27      Finally, the General Court observed in paragraph 67 of the judgment under appeal that, for the purposes of Article 107(1) TFEU, a combination of elements may be categorised as State aid if, having regard to their chronology, their purpose and the circumstances of the undertaking at the time of their intervention, those elements are so closely linked to each other that they are inseparable from one another (see, to that effect, judgment in Bouygues and Bouygues Télécom v Commission and Others and Commission v France and Others, C‑399/10 P and C‑401/10 P, EU:C:2013:175, paragraphs 103 and 104).

28      The General Court concluded that a combination of elements such as that mentioned by the Commission in the decision at issue may be categorised as State aid where the State acts in such a way as to protect one or more operators already present on the market, by concluding with them an agreement granting them fee rates guaranteed for the entire duration of that agreement, whilst having the intention of subsequently exercising its regulatory power by increasing the fee rate so that other market operators, new or already present on the market, are placed at a disadvantage.

ENTRIES SHOWN.
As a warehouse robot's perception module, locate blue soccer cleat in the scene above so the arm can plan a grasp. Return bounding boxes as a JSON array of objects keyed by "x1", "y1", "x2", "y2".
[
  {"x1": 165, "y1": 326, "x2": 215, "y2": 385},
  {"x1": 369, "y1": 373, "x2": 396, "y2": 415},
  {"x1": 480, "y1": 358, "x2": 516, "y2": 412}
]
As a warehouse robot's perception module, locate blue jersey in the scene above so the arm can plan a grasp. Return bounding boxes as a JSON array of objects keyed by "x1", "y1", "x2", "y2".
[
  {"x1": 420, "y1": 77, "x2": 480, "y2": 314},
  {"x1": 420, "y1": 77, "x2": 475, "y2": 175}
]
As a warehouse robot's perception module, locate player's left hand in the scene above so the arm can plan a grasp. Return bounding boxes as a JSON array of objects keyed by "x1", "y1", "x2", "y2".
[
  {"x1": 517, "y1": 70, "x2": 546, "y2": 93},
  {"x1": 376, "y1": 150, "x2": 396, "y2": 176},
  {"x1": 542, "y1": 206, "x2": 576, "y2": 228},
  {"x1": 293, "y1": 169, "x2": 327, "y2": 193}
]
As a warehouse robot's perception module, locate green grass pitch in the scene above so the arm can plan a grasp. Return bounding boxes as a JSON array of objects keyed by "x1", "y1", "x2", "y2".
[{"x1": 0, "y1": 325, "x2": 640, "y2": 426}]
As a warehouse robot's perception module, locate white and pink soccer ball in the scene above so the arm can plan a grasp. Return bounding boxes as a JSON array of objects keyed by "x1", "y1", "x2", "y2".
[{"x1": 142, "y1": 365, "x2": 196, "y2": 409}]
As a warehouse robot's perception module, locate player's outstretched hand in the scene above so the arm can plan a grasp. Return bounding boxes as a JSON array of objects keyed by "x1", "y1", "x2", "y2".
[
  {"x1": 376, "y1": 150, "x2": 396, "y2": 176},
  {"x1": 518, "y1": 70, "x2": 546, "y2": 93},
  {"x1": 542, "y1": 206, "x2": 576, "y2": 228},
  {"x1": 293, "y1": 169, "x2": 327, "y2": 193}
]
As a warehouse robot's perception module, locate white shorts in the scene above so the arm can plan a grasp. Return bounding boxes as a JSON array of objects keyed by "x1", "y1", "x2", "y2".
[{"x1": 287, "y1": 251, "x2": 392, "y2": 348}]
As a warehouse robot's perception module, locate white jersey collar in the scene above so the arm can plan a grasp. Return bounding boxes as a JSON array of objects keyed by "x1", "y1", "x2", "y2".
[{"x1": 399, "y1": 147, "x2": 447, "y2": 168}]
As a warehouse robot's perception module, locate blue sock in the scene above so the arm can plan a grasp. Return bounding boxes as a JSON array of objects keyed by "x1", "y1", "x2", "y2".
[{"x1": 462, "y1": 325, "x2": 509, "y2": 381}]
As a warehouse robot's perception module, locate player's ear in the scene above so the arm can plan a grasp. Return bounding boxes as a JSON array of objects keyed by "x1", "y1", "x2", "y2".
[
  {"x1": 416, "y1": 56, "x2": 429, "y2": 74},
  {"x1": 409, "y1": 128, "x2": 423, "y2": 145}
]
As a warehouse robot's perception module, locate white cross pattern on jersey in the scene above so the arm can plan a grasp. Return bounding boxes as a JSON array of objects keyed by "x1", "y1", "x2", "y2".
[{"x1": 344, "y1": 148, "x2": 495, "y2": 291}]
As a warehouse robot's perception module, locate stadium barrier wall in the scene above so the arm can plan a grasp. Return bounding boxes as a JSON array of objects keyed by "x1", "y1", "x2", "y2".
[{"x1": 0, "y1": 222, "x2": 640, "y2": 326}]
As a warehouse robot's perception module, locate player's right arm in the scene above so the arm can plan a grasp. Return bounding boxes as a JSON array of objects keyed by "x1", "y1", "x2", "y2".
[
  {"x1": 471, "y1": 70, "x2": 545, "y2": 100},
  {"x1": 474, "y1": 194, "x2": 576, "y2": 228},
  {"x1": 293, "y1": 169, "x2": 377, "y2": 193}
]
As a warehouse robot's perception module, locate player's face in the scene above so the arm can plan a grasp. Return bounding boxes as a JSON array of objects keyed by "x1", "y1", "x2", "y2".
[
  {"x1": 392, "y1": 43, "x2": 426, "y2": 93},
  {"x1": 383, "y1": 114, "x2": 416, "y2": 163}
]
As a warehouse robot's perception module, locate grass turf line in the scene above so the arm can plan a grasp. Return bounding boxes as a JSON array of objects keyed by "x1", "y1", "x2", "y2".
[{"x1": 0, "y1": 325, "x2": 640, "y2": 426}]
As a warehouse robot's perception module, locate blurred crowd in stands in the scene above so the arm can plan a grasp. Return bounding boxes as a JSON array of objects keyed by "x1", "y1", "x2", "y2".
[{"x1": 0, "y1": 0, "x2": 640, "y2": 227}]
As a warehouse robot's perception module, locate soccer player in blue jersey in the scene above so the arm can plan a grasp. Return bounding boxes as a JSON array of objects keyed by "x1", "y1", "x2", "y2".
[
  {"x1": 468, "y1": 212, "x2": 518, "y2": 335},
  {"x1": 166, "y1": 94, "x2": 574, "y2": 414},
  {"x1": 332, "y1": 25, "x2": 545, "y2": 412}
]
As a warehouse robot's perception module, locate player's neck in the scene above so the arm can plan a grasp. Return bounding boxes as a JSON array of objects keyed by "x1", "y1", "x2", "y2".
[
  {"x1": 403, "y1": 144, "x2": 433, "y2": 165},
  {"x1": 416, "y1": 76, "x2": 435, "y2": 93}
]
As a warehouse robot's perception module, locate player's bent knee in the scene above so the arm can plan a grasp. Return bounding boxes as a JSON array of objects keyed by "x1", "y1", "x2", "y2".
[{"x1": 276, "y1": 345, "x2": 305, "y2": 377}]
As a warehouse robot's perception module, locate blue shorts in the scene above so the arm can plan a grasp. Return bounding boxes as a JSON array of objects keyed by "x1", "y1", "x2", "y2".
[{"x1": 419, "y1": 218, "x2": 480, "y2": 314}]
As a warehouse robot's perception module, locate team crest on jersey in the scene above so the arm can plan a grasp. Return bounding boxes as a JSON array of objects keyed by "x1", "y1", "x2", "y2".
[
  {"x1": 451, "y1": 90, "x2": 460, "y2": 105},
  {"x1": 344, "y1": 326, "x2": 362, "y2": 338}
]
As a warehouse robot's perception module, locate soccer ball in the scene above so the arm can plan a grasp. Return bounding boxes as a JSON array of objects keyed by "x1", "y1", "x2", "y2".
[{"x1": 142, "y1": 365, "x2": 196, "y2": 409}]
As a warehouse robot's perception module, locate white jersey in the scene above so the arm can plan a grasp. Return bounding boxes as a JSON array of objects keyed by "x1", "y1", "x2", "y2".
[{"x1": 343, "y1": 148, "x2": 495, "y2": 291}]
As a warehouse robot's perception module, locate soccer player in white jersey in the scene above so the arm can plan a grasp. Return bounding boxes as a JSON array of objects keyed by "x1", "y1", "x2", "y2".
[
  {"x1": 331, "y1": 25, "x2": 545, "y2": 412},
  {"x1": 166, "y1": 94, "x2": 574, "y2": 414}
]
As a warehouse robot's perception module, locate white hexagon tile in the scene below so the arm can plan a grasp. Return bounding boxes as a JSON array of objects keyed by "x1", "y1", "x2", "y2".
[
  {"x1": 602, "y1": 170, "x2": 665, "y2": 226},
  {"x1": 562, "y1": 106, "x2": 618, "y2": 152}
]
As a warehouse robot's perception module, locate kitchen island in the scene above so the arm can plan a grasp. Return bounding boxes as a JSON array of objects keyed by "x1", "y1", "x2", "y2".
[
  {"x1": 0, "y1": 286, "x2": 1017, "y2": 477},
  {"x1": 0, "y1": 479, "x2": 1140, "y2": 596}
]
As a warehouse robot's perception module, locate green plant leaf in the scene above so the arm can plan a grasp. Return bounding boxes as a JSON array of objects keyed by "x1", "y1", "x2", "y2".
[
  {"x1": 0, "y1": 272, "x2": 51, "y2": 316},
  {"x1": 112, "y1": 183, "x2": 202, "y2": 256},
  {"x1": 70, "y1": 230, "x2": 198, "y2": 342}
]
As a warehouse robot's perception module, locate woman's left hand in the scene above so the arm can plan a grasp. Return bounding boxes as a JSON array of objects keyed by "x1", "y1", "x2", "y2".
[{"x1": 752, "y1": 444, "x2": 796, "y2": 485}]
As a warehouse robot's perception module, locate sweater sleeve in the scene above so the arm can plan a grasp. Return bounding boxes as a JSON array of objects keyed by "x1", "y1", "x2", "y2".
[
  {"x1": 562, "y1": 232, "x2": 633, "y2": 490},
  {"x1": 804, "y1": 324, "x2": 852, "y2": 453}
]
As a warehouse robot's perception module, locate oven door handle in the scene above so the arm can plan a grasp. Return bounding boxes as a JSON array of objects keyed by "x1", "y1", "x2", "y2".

WRITTEN TASK.
In the excerpt on State aid, which paragraph of the judgment under appeal does the General Court's observation on combining elements come from?

SOLUTION FOR THIS PROBLEM.
Paragraph 67